## Supplied text
= Beginning of Section =
The view of our pre-war architecture thus sketchily presented is sure to be sharply challenged in certain quarters, but unfortunately for us all this is no mere matter of opinion, it is a matter of fact. The buildings are there, open to observation; rooted to the spot, they cannot run away. Like criminals "caught with the goods" they stand, self-convicted, dirty with the soot of a thousand chimneys, heavy with the spoils of vanished civilizations; graft and greed stare at us out of their glazed windows-eyes behind which no soul can be discerned. There are doubtless extenuating circumstances; they want to be clean, they want to be honest, these "monsters of the mere market," but they are nevertheless the unconscious victims of evils inherent in our transitional social state.

Let us examine these strange creatures, doomed, it is hoped, to extinction in favor of more intelligent and gracious forms of life. They are big, powerful, "necessitous," and have therefore an impressiveness, even an ?sthetic appeal, not to be denied. So subtle and sensitive an old-world consciousness as that of M. Paul Bourget was set vibrating by them like a violin to the concussion of a trip-hammer, and to the following tune:

The portals of the basements, usually arched as if crushed beneath the weight of the mountains which they support, look like dens of a primitive race, continually receiving and pouring forth a stream of people. You lift your eyes, and you feel that up there behind the perpendicular wall, with its innumerable windows, is a multitude coming and going,-crowding the offices that perforate these cliffs of brick and iron, dizzied with the speed of the elevators. You divine, you feel the hot breath of speculation quivering behind these windows. This it is which has fecundated these thousands of square feet of earth, in order that from them may spring up this appalling growth of business palaces, that hide the sun from you and almost shut out the light of day.

"The simple power of necessity is to a certain degree a principle of beauty," says M. Bourget, and to these structures this order of beauty cannot be denied, but even this is vitiated by a failure to press the advantage home: the ornate fa?ades are notably less impressive than those whose grim and stark geometry is unmitigated by the grave-clothes of dead styles. Instances there are of strivings toward a beauty that is fresh and living, but they are so unsuccessful and infrequent as to be negligible. However impressive these buildings may be by reason of their ordered geometry, their weight and magnitude, and as a manifestation of irrepressible power, they have the unloveliness of things ignoble being the product neither of praise, nor joy, nor worship, but enclosures for the transaction of sharp bargains-gold bringing jinn of our modern Aladdins, who love them not but only use them. That is the reason they are ugly; no one has loved them for themselves alone.
= End of Section =
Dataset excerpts
= Beginning of Section =
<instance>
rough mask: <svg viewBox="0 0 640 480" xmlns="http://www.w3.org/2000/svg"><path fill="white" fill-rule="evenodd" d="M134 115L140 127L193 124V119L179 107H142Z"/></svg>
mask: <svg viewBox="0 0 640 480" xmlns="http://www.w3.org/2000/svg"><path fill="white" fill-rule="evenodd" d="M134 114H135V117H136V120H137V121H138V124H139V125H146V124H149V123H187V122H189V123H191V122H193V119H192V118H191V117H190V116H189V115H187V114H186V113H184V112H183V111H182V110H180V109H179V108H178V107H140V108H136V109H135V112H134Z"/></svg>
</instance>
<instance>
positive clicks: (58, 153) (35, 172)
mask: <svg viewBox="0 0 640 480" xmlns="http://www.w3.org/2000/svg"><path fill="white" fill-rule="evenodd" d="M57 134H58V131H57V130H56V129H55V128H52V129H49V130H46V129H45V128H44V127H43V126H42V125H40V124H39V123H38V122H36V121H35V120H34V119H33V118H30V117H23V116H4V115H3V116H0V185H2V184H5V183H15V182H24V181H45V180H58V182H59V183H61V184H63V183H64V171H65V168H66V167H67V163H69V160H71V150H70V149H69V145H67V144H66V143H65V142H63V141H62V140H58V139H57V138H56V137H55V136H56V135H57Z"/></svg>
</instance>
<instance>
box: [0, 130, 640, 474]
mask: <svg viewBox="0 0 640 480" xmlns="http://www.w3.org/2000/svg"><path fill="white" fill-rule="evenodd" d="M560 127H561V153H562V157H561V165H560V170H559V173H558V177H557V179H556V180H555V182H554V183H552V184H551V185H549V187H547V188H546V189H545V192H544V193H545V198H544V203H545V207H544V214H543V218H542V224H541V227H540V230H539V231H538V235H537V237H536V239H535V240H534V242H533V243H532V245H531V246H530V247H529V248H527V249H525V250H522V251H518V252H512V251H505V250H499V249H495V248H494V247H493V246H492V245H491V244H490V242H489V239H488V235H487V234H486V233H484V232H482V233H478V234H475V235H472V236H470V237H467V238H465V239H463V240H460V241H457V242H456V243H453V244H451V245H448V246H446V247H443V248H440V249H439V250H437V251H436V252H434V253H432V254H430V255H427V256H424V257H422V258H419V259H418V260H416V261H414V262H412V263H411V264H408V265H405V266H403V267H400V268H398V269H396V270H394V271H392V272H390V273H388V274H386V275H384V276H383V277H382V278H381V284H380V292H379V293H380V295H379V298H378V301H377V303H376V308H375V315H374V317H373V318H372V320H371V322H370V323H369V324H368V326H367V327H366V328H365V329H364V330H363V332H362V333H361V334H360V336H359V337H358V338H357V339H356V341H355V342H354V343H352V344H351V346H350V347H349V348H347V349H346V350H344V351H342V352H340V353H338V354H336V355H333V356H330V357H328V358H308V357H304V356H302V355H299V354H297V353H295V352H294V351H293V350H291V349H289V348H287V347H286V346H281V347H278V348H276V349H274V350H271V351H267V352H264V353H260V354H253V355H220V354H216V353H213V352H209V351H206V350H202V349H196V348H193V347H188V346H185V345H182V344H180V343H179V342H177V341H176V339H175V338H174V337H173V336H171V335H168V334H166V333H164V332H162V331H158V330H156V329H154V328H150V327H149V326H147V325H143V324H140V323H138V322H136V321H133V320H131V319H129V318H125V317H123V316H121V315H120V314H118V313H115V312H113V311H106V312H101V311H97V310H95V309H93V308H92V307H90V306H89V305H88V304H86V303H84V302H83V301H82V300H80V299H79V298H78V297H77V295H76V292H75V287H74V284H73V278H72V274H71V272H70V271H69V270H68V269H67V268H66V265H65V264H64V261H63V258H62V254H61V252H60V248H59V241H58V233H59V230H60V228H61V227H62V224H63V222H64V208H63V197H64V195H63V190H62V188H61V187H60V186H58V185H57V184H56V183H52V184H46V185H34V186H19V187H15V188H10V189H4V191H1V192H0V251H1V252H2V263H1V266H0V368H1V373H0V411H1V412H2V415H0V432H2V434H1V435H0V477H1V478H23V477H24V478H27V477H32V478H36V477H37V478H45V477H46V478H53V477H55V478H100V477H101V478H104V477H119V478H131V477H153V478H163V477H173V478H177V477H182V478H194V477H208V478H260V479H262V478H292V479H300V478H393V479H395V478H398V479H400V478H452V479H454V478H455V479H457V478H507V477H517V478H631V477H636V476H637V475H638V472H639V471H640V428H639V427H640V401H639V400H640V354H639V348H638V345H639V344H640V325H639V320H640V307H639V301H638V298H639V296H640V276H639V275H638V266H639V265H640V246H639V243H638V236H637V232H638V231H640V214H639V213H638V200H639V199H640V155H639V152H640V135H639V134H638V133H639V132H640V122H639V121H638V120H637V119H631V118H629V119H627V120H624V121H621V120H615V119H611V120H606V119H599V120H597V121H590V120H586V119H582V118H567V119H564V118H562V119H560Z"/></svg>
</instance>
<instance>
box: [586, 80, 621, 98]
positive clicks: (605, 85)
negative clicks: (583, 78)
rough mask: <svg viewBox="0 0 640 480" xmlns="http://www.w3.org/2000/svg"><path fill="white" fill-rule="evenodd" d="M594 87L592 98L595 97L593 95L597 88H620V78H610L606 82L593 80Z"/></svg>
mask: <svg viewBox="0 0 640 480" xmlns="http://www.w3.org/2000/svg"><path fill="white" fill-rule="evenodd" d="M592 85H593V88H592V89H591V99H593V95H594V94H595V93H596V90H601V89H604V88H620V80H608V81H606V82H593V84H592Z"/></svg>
= End of Section =
## Activity list
1. In the architecture text, what does M. Bourget say the simple power of necessity is to a certain degree?
2. Pick out each line of the records that contains the string "positive".
The text has no connection to the records.

## Outputs by task
1. A principle of beauty.

2.
positive clicks: (58, 153) (35, 172)
positive clicks: (605, 85)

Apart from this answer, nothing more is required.